Passage:
Figure 5. Functional validation of transposon integrations: PI3K signaling output is a critical determinant of ECC development.

(A) piggyBac insertion patterns in Pten. Pten possesses one protein-coding isoform consisting of 9 exons. Each arrow represents one insertion and indicates the orientation of the CAG promoter that was introduced into the transposon. (B) Upper panel: Genetic strategy used to inactivate Pten in the Pdx1 linage using a Pdx1-Cre line. Lower panel: Representative macroscopic picture (left, bile duct depicted by a white dashed line) and H&E stained tissue section (right) of an ECC from a Pdx1-Cre;Pten^f/f mouse. Scale bars, 50 μm for micrographs and 50 μm for insets. (C) Kaplan-Meier survival curves of the indicated genotypes (*** p<0.001, log rank test). Note: The Pdx1-Cre;Pik3ca^H1047R/+ and the control cohort is the same as shown in Fig. 2C. (D) Tumor type distribution according to histological analysis of the bile duct and pancreas from Pdx1-Cre;Pten^f/f, Pdx1-Cre;LSL-Pik3ca^H1047R/+ and Pdx1-Cre;LSL-Pik3ca^{H1047R/H1047R} mice. Note: The Pdx1-Cre;Pik3ca^H1047R/+ cohort is the same as shown in Fig. 2D. (E) Left panel: Representative macroscopic picture of an ECC from a Pdx1-Cre;LSL-Pik3ca^{H1047R/H1047R} mouse. Scale bar, 1 cm. Middle and right panel: Representative H&E (middle) and immunohistochemical CK19 (right) stained tissue section of an ECC from a Pdx1-Cre;Pik3ca^{H1047R/H1047R} mouse. Scale bars, 50 μm for micrographs and 20 μm for insets. (F) Representative H&E stainings and immunohistochemical analyses of PI3K/AKT pathway activation and Pik3ca (p110α) expression in the common bile duct of Pdx1-Cre;LSL-Pik3ca^H1047R/+ , Pdx1-Cre;LSL-Pik3ca^{H1047R/H1047R} and Pdx1-Cre;Pten^f/f mice. Scale bars, 50 μm.

Work to complete:
A. Which mouse genotypes does panel (F) of the figure legend compare in the common bile duct?
B. According to the figure legend, how many exons make up the one protein-coding isoform of Pten?

Stored data:

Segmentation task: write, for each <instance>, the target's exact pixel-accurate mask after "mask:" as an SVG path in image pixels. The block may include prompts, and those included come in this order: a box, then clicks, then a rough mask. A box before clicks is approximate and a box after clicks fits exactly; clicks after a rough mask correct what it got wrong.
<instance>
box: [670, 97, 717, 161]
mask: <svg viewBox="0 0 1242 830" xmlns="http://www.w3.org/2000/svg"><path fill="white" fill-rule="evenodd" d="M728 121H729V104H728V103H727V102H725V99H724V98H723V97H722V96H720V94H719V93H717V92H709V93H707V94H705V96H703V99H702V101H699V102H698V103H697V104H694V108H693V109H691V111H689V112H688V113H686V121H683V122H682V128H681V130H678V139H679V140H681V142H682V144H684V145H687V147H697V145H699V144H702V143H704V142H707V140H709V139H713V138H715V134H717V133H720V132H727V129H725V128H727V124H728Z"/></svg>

Answer list:
A.
- Pdx1-Cre;LSL-Pik3ca^H1047R/+
- Pdx1-Cre;LSL-Pik3ca^{H1047R/H1047R}
- Pdx1-Cre;Pten^f/f

B. Nine exons.